To do: The records below should be written out again, exactly.

Input rows:
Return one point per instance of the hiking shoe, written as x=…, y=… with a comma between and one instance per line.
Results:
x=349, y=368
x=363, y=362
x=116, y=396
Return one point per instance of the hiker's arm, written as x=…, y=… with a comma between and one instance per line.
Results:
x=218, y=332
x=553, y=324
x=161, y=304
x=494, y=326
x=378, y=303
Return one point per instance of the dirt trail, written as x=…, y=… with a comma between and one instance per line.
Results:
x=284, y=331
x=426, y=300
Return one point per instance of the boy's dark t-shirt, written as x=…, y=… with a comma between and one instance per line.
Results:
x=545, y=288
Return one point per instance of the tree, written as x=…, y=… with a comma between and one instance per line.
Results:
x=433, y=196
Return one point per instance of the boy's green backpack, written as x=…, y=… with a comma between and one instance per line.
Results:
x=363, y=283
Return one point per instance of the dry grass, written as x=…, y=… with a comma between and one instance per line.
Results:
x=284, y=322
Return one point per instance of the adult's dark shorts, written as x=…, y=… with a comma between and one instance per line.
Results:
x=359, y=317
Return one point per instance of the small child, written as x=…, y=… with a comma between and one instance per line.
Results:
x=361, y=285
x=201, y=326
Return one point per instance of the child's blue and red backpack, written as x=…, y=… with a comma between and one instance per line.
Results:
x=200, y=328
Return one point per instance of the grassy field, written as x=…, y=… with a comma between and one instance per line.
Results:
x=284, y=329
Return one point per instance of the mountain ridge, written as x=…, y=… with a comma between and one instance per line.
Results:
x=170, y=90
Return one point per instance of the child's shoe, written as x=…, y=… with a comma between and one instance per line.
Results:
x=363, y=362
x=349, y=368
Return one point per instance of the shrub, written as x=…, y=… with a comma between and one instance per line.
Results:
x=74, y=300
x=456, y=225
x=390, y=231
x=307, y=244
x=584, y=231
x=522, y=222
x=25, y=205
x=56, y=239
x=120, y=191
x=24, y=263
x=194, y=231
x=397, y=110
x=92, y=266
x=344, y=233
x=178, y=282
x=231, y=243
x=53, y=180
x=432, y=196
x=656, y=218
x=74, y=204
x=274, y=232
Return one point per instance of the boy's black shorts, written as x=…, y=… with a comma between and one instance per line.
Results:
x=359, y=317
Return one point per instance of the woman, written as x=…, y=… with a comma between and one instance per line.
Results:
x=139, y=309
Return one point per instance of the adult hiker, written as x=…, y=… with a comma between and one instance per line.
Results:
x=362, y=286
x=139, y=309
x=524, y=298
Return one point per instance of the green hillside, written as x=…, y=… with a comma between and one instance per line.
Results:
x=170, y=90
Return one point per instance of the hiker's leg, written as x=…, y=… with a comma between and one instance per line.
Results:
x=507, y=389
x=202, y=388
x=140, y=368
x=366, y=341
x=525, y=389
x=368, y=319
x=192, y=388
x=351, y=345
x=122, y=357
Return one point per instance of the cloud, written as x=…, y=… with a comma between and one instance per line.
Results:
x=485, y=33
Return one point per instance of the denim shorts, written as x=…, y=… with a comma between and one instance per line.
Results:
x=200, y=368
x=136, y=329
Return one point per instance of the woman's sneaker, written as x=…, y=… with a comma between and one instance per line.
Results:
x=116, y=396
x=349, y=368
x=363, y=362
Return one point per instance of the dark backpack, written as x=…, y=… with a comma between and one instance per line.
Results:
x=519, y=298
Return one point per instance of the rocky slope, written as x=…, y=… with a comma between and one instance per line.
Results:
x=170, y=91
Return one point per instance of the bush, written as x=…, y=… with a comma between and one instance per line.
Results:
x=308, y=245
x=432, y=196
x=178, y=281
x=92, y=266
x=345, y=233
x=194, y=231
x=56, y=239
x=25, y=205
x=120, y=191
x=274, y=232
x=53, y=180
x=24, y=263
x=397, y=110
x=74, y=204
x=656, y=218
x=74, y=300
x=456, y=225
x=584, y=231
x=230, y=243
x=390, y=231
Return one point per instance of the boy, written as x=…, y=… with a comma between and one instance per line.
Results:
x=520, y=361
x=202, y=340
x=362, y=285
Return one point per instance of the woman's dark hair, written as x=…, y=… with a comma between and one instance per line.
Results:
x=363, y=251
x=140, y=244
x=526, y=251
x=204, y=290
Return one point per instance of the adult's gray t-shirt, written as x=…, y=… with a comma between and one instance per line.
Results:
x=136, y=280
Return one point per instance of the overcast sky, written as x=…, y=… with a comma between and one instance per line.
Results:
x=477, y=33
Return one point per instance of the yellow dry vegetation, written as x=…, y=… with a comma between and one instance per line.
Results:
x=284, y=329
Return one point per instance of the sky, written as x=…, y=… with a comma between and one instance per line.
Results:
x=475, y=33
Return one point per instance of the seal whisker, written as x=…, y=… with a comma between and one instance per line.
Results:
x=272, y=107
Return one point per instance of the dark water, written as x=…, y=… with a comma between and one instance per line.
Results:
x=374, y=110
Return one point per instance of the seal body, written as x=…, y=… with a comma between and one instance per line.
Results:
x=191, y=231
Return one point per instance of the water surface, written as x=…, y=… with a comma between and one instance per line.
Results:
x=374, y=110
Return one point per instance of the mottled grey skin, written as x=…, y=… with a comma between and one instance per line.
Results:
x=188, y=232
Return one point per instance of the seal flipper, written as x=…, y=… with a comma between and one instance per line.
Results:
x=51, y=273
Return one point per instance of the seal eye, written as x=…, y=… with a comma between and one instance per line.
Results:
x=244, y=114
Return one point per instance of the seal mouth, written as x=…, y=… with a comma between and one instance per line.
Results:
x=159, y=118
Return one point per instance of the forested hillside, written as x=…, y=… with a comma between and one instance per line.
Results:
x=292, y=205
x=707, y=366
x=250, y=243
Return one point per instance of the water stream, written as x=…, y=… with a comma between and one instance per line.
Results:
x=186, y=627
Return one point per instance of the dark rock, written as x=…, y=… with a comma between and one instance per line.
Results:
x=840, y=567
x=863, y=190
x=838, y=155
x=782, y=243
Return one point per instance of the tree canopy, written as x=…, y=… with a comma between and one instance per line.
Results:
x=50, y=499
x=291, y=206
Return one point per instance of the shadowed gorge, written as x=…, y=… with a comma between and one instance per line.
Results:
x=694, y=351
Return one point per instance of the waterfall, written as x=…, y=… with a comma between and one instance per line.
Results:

Result for this exercise:
Return one point per instance of the hiking shoe, written as x=…, y=… with a comma between and one instance per line.
Results:
x=349, y=368
x=363, y=362
x=116, y=396
Return one point per instance of the hiker's arm, written as x=…, y=… with a comma between and one instance per line.
Results:
x=218, y=332
x=553, y=324
x=161, y=304
x=494, y=326
x=378, y=303
Return one point per instance of the dirt trail, written as x=…, y=… with a comma between and one instance per line.
Results:
x=284, y=331
x=426, y=300
Return one point per instance of the boy's dark t-shirt, written as x=…, y=… with a comma between and one instance per line.
Results:
x=545, y=288
Return one point per instance of the tree, written as x=…, y=… with a comma between and one instance per line.
Results:
x=433, y=196
Return one point per instance of the boy's green backpack, written as x=…, y=… with a comma between and one instance per line.
Results:
x=363, y=283
Return one point per instance of the dry grass, written as x=…, y=… with a comma between and one instance per line.
Results:
x=284, y=322
Return one point per instance of the adult's dark shorts, written as x=…, y=… with a comma between and one instance per line.
Results:
x=359, y=317
Return one point per instance of the small child, written as x=…, y=… with a comma between and one instance per line.
Results:
x=361, y=285
x=201, y=326
Return one point per instance of the child's blue and red backpack, written as x=…, y=… with a comma between and one instance per line.
Results:
x=200, y=328
Return one point per instance of the grassy field, written as x=…, y=… with a comma between and one instance per line.
Results:
x=284, y=329
Return one point per instance of the mountain ridge, written as x=…, y=… with a comma between and one instance per line.
Results:
x=170, y=90
Return one point per instance of the child's shoe, written as x=…, y=… with a comma between and one instance per line.
Results:
x=363, y=362
x=349, y=368
Return one point per instance of the shrub, written as x=…, y=… with a comma between and one instance per line.
Results:
x=74, y=300
x=456, y=225
x=390, y=231
x=307, y=244
x=584, y=231
x=522, y=222
x=25, y=205
x=56, y=239
x=120, y=191
x=24, y=263
x=194, y=231
x=397, y=110
x=92, y=266
x=344, y=233
x=178, y=282
x=231, y=243
x=53, y=180
x=432, y=196
x=656, y=218
x=74, y=204
x=274, y=232
Return one point per instance of the boy's black shorts, written as x=…, y=… with a comma between and one instance per line.
Results:
x=359, y=317
Return one point per instance of the woman, written as x=…, y=… with a comma between and one instance per line.
Results:
x=139, y=309
Return one point per instance of the adult hiker, written as x=…, y=… with a comma between and one instance per line.
Results:
x=362, y=286
x=139, y=309
x=524, y=298
Return one point per instance of the green hillside, written as x=…, y=… with a comma between and one instance per line.
Results:
x=170, y=90
Return one point per instance of the hiker's leg, written as x=…, y=… with a comma between and one instance per line.
Results:
x=507, y=389
x=202, y=388
x=140, y=368
x=366, y=341
x=525, y=389
x=368, y=319
x=192, y=388
x=351, y=345
x=122, y=357
Return one point per instance of the cloud, written as x=…, y=… with a comma between and one instance per line.
Results:
x=485, y=33
Return one point per instance of the denim shorts, written as x=…, y=… with a comma between and one instance per line.
Results:
x=200, y=368
x=136, y=329
Return one point per instance of the woman's sneaker, written as x=…, y=… with a comma between and one instance per line.
Results:
x=116, y=396
x=349, y=368
x=363, y=362
Return one point per instance of the dark backpack, written as x=…, y=… with a comma between and one instance per line.
Results:
x=519, y=298
Return one point per instance of the rocky slope, written as x=…, y=… with a comma between and one instance per line.
Results:
x=170, y=91
Return one point per instance of the bush, written as x=…, y=… with a comma between and one instance per line.
Results:
x=308, y=245
x=432, y=196
x=178, y=281
x=92, y=266
x=345, y=233
x=194, y=231
x=56, y=239
x=25, y=205
x=120, y=191
x=274, y=232
x=53, y=180
x=24, y=263
x=397, y=110
x=74, y=204
x=656, y=218
x=74, y=300
x=456, y=225
x=584, y=231
x=230, y=243
x=390, y=231
Return one point per instance of the boy, written as x=…, y=… with a comma between and one instance per line.
Results:
x=520, y=361
x=202, y=340
x=362, y=285
Return one point per instance of the woman's dark hair, written as x=…, y=… with a comma between and one instance per line.
Results:
x=363, y=251
x=140, y=244
x=526, y=251
x=204, y=290
Return one point per instance of the adult's gray t-shirt, written as x=…, y=… with a comma between and one instance per line.
Results:
x=136, y=280
Return one point per instance of the overcast sky, written as x=…, y=… with a comma between and one instance per line.
Results:
x=477, y=33
Return one point per instance of the yellow dry vegetation, written as x=…, y=… with a comma between and one instance per line.
Results:
x=284, y=329
Return one point per instance of the sky, written as x=…, y=… with a comma between and one instance per line.
Results:
x=475, y=33
Return one point per instance of the seal whisker, written as x=…, y=… with a comma between and one instance per line.
Results:
x=272, y=107
Return one point per instance of the dark water, written as x=…, y=… with a comma between and one instance per line.
Results:
x=374, y=110
Return one point per instance of the seal body, written as x=…, y=… with a comma between and one instance per line.
Results:
x=191, y=231
Return one point per instance of the water surface, written as x=…, y=… with a comma between and one instance per line.
Results:
x=374, y=110
Return one point per instance of the mottled grey skin, written as x=…, y=… with a comma between and one instance per line.
Results:
x=188, y=232
Return one point per instance of the seal flipper, written as x=…, y=… with a comma between and one instance per line.
Results:
x=51, y=273
Return one point per instance of the seal eye, written as x=…, y=… with a comma between and one instance per line.
Results:
x=244, y=114
Return one point per instance of the seal mouth, written as x=…, y=… with a comma between and one instance per line.
Results:
x=159, y=118
Return one point per instance of the forested hillside, written as x=…, y=… with a comma between and one instance per line.
Results:
x=292, y=205
x=707, y=366
x=250, y=243
Return one point per instance of the water stream, written as x=…, y=… with a comma between and one instance per line.
Results:
x=186, y=627
Return one point per instance of the dark rock, written as x=…, y=… with a comma between and one instance per line.
Results:
x=840, y=567
x=863, y=190
x=838, y=155
x=782, y=243
Return one point per instance of the tree canopy, written as x=…, y=… with a comma between and one instance per line.
Results:
x=50, y=499
x=291, y=206
Return one point per instance of the shadowed gorge, written as x=…, y=… with a comma between and one instance per line.
Results:
x=694, y=351
Return one point per instance of the waterfall, written as x=…, y=… with a comma between and one instance per line.
Results:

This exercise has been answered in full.